-- WHAT THE TASK ASKS --
Keep only the lines of the listing that include the word "windshield", and copy them.
+++ SUPPLIED INFORMATION
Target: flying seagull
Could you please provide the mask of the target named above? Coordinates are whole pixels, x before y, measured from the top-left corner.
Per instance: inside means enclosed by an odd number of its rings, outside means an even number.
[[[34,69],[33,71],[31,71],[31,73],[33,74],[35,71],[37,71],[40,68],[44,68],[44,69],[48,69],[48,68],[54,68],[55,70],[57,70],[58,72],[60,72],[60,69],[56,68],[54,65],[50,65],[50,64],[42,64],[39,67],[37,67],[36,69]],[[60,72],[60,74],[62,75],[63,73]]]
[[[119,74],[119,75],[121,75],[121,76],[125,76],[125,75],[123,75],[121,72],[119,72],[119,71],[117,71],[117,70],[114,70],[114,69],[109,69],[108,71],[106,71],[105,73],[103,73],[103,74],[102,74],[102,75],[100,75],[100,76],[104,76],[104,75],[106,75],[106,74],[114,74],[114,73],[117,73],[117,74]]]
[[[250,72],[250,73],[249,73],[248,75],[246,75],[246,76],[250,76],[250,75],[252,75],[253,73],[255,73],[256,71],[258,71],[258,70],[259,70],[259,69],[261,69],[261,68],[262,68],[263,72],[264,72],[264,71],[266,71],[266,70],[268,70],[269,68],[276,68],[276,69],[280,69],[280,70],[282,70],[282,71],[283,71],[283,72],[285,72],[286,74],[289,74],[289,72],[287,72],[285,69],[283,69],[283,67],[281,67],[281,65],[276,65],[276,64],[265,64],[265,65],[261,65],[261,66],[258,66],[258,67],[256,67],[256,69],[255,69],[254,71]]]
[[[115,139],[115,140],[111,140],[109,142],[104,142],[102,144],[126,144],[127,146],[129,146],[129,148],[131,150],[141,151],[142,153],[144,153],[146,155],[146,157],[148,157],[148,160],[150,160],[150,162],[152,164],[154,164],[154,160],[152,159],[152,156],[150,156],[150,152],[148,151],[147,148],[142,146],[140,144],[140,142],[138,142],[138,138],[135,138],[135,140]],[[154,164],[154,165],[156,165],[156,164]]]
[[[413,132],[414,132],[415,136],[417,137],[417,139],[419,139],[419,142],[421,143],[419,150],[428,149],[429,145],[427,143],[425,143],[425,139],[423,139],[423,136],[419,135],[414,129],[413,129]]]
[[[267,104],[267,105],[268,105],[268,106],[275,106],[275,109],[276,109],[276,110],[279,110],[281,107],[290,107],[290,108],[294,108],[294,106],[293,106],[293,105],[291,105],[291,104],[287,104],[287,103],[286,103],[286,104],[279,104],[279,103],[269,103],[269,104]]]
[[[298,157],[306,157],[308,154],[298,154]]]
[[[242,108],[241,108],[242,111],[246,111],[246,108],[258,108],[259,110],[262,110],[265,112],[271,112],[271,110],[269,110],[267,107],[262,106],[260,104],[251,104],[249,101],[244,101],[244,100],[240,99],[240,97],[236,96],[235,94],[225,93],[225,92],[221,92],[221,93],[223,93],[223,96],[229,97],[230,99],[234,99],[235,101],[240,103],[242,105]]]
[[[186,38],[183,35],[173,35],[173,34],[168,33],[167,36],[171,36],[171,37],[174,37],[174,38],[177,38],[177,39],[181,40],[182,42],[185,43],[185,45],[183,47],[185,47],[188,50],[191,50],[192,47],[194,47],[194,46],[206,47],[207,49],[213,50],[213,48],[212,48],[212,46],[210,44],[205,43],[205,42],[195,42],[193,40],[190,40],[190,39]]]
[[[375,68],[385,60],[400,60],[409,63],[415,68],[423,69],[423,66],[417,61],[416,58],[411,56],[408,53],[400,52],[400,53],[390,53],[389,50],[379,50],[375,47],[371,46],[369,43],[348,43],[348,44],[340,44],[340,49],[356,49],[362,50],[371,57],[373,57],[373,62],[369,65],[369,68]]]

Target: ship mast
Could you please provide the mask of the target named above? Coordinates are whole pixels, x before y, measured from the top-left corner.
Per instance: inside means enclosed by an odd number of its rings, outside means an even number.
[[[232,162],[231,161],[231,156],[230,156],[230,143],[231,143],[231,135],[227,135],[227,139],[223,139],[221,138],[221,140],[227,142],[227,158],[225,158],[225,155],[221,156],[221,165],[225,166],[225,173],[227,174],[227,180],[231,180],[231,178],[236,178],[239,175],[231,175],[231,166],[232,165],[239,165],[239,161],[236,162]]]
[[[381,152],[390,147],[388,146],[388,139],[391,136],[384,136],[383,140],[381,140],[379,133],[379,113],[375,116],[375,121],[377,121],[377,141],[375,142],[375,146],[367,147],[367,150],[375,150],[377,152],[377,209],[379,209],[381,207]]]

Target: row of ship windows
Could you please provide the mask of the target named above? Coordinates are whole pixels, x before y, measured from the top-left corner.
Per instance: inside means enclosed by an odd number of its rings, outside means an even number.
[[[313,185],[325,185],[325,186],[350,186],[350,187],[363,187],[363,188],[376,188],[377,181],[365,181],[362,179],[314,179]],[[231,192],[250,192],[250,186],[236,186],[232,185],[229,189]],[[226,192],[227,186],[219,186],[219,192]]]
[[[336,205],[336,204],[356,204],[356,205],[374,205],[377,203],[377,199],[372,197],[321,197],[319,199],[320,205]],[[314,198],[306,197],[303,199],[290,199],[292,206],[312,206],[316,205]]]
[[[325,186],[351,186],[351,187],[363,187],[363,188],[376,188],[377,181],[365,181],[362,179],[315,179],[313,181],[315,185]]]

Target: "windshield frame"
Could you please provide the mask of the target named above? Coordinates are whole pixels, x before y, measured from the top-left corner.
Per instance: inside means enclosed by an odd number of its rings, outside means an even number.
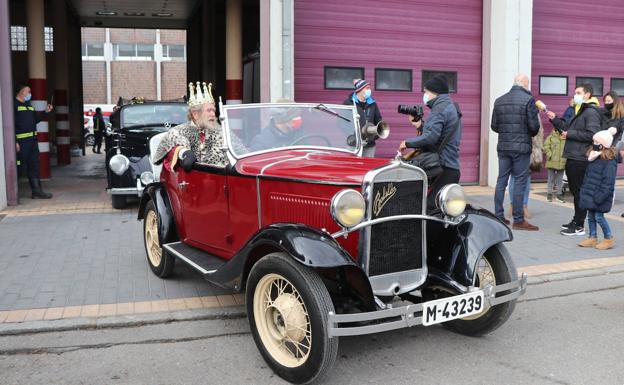
[[[230,127],[229,127],[229,119],[228,119],[228,111],[230,110],[239,110],[246,108],[279,108],[279,107],[296,107],[296,108],[315,108],[319,105],[323,105],[324,107],[330,110],[350,110],[351,111],[351,122],[353,125],[353,134],[356,138],[355,148],[353,150],[348,150],[346,148],[339,147],[327,147],[327,146],[315,146],[315,145],[305,145],[300,144],[296,146],[286,146],[279,148],[271,148],[260,151],[250,151],[244,155],[235,154],[232,150],[232,138],[230,136]],[[238,160],[248,158],[250,156],[255,156],[258,154],[271,153],[276,151],[283,150],[319,150],[319,151],[338,151],[346,154],[354,154],[361,156],[362,155],[362,138],[360,133],[358,132],[358,114],[355,106],[353,105],[345,105],[345,104],[325,104],[325,103],[248,103],[248,104],[232,104],[232,105],[224,105],[222,101],[219,101],[219,111],[221,121],[221,129],[223,130],[224,140],[224,150],[227,151],[228,157],[230,158],[230,163],[235,164]],[[319,109],[320,113],[327,113],[323,110]]]
[[[182,111],[184,111],[183,121],[178,122],[153,122],[146,124],[132,124],[128,125],[124,122],[124,114],[127,113],[127,110],[130,108],[140,108],[141,106],[179,106]],[[119,128],[121,130],[131,130],[131,129],[141,129],[146,127],[167,127],[166,123],[169,123],[169,127],[175,127],[178,124],[185,123],[187,121],[188,114],[188,105],[183,102],[157,102],[157,103],[135,103],[135,104],[126,104],[121,108],[119,112]]]

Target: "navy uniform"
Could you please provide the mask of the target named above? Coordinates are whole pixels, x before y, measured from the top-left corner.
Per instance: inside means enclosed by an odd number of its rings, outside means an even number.
[[[18,165],[25,172],[32,189],[32,198],[49,199],[52,194],[41,189],[39,179],[39,144],[37,143],[37,123],[41,119],[29,102],[15,99],[15,142],[19,144]]]

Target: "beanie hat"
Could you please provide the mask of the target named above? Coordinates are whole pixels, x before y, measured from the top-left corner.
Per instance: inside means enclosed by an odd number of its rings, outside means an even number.
[[[425,89],[436,94],[448,94],[449,87],[446,78],[442,75],[436,75],[425,82]]]
[[[362,91],[366,86],[369,86],[370,83],[364,79],[355,79],[353,81],[353,87],[355,88],[355,93]]]
[[[594,142],[602,144],[604,148],[610,148],[613,144],[613,136],[617,133],[617,128],[609,127],[606,130],[598,131],[594,134]]]
[[[14,95],[17,95],[20,93],[21,90],[23,90],[24,88],[28,87],[26,84],[24,83],[18,83],[15,85],[15,88],[13,88],[13,91],[15,91]]]

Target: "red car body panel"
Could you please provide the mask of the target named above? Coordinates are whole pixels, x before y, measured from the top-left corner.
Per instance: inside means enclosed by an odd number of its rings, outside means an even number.
[[[340,230],[330,213],[334,194],[344,188],[361,191],[366,173],[387,163],[337,151],[283,150],[243,158],[227,176],[176,168],[175,173],[163,169],[161,180],[170,192],[180,239],[231,259],[271,224]],[[180,183],[188,184],[181,188]],[[352,233],[338,242],[358,258],[358,238]]]

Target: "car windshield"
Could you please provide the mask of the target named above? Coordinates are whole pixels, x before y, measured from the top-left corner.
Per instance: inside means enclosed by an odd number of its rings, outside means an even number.
[[[237,158],[280,148],[329,148],[357,152],[355,110],[325,104],[224,106],[229,148]]]
[[[121,111],[121,126],[124,128],[173,127],[187,120],[188,106],[185,103],[135,104]]]

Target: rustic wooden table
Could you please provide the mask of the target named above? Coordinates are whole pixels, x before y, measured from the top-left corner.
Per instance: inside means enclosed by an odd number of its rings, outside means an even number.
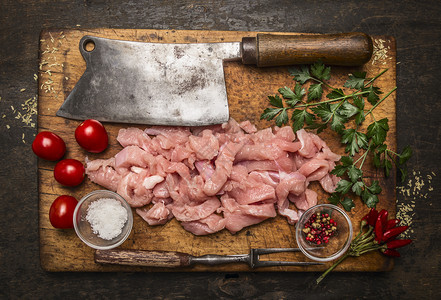
[[[299,2],[299,1],[297,1]],[[409,298],[441,296],[441,2],[0,1],[1,298]],[[397,211],[414,243],[391,272],[48,273],[39,264],[36,134],[39,35],[49,28],[347,32],[397,41],[397,142],[411,145]]]

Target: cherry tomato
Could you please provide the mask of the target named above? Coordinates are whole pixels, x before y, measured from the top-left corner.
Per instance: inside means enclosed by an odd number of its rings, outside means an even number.
[[[66,144],[55,133],[42,131],[32,142],[32,151],[42,159],[59,160],[66,152]]]
[[[107,131],[97,120],[89,119],[75,129],[77,143],[86,151],[92,153],[103,152],[107,148]]]
[[[55,228],[73,228],[73,214],[77,199],[62,195],[57,197],[49,209],[49,220]]]
[[[77,186],[84,179],[84,165],[76,159],[60,160],[54,168],[55,180],[65,186]]]

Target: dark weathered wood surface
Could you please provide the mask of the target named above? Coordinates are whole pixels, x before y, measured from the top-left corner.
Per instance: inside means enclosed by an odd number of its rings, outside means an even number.
[[[441,61],[439,1],[5,1],[0,2],[1,298],[407,298],[441,296]],[[391,272],[47,273],[39,265],[36,134],[39,35],[48,28],[282,32],[362,31],[397,41],[397,141],[411,145],[398,210],[415,241]],[[23,90],[24,89],[24,90]],[[28,101],[28,99],[30,99]],[[25,117],[25,119],[22,118]],[[30,119],[26,119],[30,117]],[[34,126],[32,126],[34,125]],[[413,206],[413,207],[412,207]]]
++++++
-- RESPONSE --
Target: "windshield frame"
Target: "car windshield"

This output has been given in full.